(PASSAGE PROVIDED begins)

The Delaware Estuary is the tidal portion of the Delaware River Basin. It includes all of the watersheds draining into this portion of the Delaware River and Delaware Bay. The area surrounding the estuary stretches as far west as the Schuylkill River's headwaters near Pottsville, Pennsylvania, and as far east as the Rancocas Creek's headwaters near Fort Dix, New Jersey. The vastness of this watershed makes the Delaware Estuary one of the largest estuaries in the country, or approximately 6,800 sqmi in size. Within these boundaries are over 200 species of fish, the continent's second-highest concentration of shorebirds, and over 400000 acre of wetlands.

==Grants and activities==

Institutions award grants to the PDE for various programs and projects that improve the estuary, often in partnership with other organizations. For example:

- In 2004 the U.S. Environmental Protection Agency (EPA) awarded the PDE a $1.15 million Targeted Watershed Initiative Grant for clean-water projects identified by the Philadelphia Water Department to protect the Schuylkill River Valley, a major source of drinking water for the City of Philadelphia. As a result, the PDE continues to employ a full-time coordinator for the Schuylkill Action Network, a membership organization whose mission is to improve the water resources of Pennsylvania's Schuylkill River Watershed.

(PASSAGE PROVIDED ends)
(INFORMATION SUPPLIED begins)

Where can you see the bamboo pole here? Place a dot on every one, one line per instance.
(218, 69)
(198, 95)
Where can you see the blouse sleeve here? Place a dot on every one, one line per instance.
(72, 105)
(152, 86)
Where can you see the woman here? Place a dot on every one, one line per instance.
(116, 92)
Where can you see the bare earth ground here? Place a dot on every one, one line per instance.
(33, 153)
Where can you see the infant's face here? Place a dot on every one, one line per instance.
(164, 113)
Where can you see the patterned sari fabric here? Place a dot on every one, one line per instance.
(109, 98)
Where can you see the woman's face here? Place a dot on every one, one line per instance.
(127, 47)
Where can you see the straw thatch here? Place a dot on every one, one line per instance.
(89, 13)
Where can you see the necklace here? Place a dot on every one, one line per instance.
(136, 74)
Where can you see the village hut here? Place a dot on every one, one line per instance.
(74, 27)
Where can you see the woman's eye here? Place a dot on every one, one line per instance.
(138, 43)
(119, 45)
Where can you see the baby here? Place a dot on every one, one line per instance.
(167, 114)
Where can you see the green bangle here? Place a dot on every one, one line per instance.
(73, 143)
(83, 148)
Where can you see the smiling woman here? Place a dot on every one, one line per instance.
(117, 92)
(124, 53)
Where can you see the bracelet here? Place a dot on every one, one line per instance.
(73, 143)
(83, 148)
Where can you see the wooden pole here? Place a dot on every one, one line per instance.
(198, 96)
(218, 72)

(INFORMATION SUPPLIED ends)

USING THE INFORMATION:
(1) According to the passage on the Delaware Estuary, how much did the EPA award the PDE in 2004?
(2) Carry on the passage on the Delaware Estuary, picking up after its final sentence.

TASK RESPONSES:
(1) $1.15 million, as a Targeted Watershed Initiative Grant.

(2)
- In 2008, the PDE received a $50,000 grant from the EPA to carry out a two-year study on the effects climate change could have on the estuary.
- In 2014 the William Penn Foundation granted over $630,000 to the PDE. This supports collaborative efforts to improve two of the region's most critical water sources: Pennsylvania's Schuylkill River and South Jersey's Kirkwood-Cohansey Aquifer. Projects that conserve land and reduce farm runoff will help prevent pollution in the Schuylkill River, the Delaware River, and the Bay's largest tributary. Efforts in South Jersey will help monitor and conserve the region's dwindling groundwater supply.

In 2017, the PDE hosted its seventh biennial Delaware Estuary Science & Environmental Summit. This attracted more than 300 scientists, resource managers, and advocates who spent their time "Reflecting on Progress, Charting the Future." This event's purpose is to gather experts from across the region who might otherwise never meet, much less collaborate, due to jurisdictional boundaries.